Psychological tests show that women with bulimia nervosa appear to act more impulsively than women who do not have eating disorders, suggests new research, which also found that bulimic women have abnormalities in parts of the brain that regulate behaviour.

Researchers have found that women with bulimia make more errors on tests that require self-control to respond correctly compared to women without the disease.

As well, brain scans showed that parts of the brain that control voluntary behaviours, known as frontostriatal circuits, were not as active in the bulimic subjects during the tests, even when they made mistakes.

"We speculate that this inability to engage frontostriatal systems also contributes to their inability to regulate binge-type eating and other impulsive behaviors," the study's authors concluded.

The research was conducted by a team from Columbia University. The study appears in the January issue of the Archives of General Psychiatry.

Bulimia nervosa is often diagnosed during adolescence or early adulthood. It primarily affects females, and is characterized by repeated instances of binge eating followed by self-induced vomiting to avoid weight gain.

"These episodes of binge eating are associated with a severe sense of loss of control," according to the authors.

Scientists can study the efficacy of the frontostriatal circuits to control voluntary behaviours with what is known as the Simon Spatial Incompatibility task, whereby subjects have to indicate the direction of an arrow regardless of where it appears on a screen.

What can make this test difficult, the researchers explained, is when the arrow points in one direction but appears on the other side of the screen. Focusing on the arrow's direction, rather than its location, requires subjects to regulate their own behaviour by fighting the urge to respond quickly and sort through the conflicting message.

For their study, Rachel Marsh asked 20 women with bulimia nervosa and 20 healthy women to complete the task while hooked up to a functional magnetic resonance imaging (fMRI) machine.

The bulimia nervosa patients registered their responses more quickly and made more mistakes when the arrow's location and direction did not match, and they continued to register quick answers even after making a mistake.

The brain scans showed that the frontostriatal circuits continued to be less active in those with bulimia nervosa than in healthy women, even after they made mistakes.

"These group differences in performance and patterns of brain activity suggest that individuals with bulimia nervosa do not activate frontostriatal circuits appropriately," the authors concluded, which may contribute to impulsive behaviour.

The researchers will conduct further studies on individuals with healthy weights, adolescents who are at the age when bulimia nervosa is often diagnosed and in patients who have symptoms of varying severity.

[Work required] In which journal did the bulimia study appear, according to the article?

[Dataset extract]
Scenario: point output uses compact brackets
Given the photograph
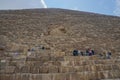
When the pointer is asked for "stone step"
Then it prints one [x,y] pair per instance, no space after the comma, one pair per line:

[Response area] The Archives of General Psychiatry, in its January issue.